Problem statement
Reproduce the items starting at the first line of the items and ending at the line that contains "(1105, 422)", substituting "module" for "component" and leaving everything else unchanged.
# # # # # # #
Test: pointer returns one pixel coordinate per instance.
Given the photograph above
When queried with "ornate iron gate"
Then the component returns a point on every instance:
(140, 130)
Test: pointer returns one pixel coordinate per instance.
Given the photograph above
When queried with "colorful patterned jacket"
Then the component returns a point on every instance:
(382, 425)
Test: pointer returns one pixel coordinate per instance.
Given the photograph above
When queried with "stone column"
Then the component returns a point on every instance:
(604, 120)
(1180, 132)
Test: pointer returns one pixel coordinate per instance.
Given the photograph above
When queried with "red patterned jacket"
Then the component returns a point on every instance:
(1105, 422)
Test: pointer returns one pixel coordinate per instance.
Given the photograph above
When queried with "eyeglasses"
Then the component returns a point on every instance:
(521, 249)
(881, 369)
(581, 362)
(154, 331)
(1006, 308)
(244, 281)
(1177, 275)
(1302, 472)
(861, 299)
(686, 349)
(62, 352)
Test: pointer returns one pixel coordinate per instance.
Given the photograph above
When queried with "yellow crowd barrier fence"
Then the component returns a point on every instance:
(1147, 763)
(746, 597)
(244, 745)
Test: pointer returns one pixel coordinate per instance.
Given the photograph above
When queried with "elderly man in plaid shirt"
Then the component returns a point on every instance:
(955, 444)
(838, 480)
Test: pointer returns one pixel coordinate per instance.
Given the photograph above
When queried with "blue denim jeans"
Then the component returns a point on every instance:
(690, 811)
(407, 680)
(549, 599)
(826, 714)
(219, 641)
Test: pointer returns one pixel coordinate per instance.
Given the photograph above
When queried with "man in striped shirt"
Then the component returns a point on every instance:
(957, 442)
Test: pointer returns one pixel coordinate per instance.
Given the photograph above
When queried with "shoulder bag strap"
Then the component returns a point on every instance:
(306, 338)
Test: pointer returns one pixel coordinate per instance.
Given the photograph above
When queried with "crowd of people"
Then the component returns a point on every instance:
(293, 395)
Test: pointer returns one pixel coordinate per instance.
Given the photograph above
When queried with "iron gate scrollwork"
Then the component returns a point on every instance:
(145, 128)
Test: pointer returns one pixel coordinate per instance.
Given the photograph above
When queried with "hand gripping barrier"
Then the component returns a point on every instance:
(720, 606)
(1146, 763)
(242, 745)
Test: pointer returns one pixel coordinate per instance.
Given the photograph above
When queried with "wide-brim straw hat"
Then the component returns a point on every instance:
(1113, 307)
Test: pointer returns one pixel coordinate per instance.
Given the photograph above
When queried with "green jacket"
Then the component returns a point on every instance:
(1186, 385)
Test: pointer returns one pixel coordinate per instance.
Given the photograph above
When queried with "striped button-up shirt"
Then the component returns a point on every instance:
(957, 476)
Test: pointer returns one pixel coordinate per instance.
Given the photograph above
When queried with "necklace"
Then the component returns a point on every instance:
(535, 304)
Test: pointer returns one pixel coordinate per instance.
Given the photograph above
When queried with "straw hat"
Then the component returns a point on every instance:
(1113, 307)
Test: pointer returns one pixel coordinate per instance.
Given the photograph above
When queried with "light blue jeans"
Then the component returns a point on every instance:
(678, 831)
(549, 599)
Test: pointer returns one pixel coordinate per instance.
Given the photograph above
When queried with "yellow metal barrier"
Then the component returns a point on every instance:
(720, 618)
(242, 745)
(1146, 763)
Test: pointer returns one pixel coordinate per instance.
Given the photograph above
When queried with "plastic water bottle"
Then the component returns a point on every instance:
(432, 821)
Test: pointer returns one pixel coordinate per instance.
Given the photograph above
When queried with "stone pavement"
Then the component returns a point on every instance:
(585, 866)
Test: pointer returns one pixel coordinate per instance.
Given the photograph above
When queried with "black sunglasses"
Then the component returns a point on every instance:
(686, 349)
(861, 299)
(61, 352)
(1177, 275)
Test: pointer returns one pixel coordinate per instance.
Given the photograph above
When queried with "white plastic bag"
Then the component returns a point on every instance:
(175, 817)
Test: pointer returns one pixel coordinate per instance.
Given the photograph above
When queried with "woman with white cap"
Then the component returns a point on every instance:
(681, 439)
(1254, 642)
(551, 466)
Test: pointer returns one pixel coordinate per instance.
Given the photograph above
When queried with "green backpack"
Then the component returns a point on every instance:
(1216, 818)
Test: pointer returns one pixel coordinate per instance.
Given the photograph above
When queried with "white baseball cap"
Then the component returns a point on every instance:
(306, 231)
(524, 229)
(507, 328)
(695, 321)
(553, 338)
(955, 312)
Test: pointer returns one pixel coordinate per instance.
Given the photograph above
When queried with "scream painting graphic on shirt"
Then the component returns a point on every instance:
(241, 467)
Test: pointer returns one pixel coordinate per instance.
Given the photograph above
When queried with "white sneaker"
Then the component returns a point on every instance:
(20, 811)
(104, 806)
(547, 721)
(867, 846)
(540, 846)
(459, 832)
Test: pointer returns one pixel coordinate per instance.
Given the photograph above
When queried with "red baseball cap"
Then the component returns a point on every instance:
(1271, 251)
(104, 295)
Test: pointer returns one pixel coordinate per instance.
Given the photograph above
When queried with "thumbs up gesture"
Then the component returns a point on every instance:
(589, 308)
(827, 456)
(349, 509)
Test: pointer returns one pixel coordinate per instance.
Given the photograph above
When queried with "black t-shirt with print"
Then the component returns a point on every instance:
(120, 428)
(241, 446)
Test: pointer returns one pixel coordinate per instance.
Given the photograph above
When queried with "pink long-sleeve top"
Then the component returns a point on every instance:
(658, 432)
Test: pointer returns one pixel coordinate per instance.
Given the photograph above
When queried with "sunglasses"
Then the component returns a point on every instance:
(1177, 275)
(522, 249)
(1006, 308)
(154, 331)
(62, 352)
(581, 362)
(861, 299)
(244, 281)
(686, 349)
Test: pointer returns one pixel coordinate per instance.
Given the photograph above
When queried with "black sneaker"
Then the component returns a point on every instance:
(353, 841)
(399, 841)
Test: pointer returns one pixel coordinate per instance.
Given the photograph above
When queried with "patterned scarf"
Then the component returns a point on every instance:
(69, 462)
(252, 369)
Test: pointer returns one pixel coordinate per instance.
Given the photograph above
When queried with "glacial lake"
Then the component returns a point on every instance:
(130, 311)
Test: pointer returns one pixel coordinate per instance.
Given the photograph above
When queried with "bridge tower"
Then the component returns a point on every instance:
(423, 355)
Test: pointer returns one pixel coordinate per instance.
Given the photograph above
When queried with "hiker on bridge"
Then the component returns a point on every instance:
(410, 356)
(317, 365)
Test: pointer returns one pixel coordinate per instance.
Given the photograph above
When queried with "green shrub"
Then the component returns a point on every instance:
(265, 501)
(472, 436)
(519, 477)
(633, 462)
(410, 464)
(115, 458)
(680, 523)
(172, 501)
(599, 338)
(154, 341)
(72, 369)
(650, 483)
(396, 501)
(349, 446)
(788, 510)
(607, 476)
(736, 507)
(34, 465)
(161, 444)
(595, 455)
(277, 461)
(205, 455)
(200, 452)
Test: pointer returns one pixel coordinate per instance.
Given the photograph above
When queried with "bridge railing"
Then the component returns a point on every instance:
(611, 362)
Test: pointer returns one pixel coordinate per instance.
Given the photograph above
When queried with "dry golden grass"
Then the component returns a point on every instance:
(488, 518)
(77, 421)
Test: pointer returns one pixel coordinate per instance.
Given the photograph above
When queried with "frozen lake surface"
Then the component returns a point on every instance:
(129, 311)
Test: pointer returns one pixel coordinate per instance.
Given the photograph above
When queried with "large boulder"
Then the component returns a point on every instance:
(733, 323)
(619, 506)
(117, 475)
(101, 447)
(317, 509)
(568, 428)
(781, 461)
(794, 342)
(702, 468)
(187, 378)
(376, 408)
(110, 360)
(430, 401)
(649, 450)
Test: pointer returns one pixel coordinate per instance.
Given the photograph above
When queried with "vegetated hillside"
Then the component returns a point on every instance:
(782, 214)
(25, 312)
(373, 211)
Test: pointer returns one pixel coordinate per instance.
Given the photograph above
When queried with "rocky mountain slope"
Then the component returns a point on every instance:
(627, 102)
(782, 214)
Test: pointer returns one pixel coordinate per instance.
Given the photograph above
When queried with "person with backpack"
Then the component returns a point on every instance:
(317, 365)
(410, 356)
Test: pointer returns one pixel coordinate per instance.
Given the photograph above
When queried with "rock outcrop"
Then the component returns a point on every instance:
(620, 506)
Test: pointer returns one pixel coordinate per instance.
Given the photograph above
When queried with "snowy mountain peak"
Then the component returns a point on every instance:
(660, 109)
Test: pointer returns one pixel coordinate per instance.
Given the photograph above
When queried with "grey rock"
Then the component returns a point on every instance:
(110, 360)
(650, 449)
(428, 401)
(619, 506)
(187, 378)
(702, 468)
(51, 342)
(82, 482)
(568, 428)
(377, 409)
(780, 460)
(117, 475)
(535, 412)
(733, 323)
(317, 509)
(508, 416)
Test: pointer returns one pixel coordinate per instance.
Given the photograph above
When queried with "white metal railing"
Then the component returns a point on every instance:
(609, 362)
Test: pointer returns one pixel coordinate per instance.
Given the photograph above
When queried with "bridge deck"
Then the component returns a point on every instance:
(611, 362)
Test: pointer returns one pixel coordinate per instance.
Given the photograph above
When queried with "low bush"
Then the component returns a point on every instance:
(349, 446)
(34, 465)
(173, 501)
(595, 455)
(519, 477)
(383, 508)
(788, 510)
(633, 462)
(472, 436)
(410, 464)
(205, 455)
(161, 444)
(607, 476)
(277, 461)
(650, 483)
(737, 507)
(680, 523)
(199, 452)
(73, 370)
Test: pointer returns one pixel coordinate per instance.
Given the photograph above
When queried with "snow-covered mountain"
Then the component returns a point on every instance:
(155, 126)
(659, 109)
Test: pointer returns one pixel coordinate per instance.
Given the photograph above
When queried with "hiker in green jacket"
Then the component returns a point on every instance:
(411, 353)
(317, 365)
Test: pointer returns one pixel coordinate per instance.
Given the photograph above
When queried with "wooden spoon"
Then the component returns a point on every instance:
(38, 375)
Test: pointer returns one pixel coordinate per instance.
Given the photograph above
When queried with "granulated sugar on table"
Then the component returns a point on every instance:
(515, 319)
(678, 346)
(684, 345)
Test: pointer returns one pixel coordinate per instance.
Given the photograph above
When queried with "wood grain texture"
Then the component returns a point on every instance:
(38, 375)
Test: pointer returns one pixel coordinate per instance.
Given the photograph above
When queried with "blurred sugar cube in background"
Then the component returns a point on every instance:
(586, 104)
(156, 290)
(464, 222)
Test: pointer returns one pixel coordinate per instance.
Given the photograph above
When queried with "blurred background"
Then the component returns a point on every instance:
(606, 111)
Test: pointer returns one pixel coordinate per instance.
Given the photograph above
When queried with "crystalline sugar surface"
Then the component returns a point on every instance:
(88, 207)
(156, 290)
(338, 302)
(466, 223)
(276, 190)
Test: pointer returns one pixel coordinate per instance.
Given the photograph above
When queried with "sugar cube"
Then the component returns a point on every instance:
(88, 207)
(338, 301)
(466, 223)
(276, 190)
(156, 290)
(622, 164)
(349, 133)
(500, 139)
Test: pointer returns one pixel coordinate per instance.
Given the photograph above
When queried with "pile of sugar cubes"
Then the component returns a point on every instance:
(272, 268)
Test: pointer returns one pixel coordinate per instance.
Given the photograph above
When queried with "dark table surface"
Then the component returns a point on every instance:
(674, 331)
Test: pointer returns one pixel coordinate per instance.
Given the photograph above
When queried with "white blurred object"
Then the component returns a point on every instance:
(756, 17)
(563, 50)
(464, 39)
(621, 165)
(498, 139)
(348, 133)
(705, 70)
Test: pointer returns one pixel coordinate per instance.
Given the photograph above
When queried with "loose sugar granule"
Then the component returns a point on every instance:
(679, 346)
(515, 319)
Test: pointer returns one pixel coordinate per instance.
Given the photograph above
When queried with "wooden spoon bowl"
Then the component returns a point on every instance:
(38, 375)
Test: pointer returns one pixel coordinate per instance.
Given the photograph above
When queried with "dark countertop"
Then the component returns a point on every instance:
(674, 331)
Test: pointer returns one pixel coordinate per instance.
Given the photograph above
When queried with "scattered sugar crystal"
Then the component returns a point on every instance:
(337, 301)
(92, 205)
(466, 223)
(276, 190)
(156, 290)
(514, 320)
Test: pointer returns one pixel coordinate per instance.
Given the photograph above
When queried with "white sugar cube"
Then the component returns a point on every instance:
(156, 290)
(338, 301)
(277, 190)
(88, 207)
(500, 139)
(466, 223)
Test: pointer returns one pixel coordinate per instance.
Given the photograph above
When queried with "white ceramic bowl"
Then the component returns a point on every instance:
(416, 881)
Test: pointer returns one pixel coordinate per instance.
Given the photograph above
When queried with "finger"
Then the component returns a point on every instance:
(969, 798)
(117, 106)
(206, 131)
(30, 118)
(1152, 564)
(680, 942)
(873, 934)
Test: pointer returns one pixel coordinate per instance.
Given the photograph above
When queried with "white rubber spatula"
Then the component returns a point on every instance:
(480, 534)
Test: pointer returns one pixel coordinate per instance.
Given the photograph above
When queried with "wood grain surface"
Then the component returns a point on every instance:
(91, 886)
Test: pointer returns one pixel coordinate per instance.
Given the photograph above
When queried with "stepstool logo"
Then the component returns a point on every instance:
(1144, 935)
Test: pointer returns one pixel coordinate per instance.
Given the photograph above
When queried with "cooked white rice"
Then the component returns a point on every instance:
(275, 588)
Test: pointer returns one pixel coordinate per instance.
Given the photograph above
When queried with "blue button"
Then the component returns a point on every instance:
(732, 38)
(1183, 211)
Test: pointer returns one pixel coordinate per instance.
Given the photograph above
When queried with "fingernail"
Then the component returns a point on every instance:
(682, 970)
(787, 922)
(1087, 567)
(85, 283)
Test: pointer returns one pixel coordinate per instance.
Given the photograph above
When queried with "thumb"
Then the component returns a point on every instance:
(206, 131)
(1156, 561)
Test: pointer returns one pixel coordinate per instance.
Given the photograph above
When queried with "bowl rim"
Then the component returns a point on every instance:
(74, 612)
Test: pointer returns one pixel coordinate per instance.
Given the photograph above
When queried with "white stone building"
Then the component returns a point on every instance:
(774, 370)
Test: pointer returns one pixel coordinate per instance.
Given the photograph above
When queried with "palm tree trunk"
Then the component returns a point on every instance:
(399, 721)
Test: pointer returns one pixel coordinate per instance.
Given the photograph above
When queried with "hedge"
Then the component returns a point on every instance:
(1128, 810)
# # # # # # #
Finished task
Test: pointer returns one pixel coordinate per instance.
Given the photograph above
When queried with "ornate iron gate"
Then the module returns a point on every instance:
(140, 130)
Test: pointer returns one pixel coordinate per instance.
Given the photograph above
When queried with "colorful patterned jacket"
Then the module returns a point on every instance:
(382, 425)
Test: pointer returns one pixel coordinate per instance.
Given the photograph above
When queried with "stone column"
Then the module returns a point on every instance:
(604, 120)
(1180, 132)
Test: pointer returns one pixel coordinate per instance.
Given the photograph above
When queried with "red patterned jacket"
Then the module returns a point on every instance:
(1105, 422)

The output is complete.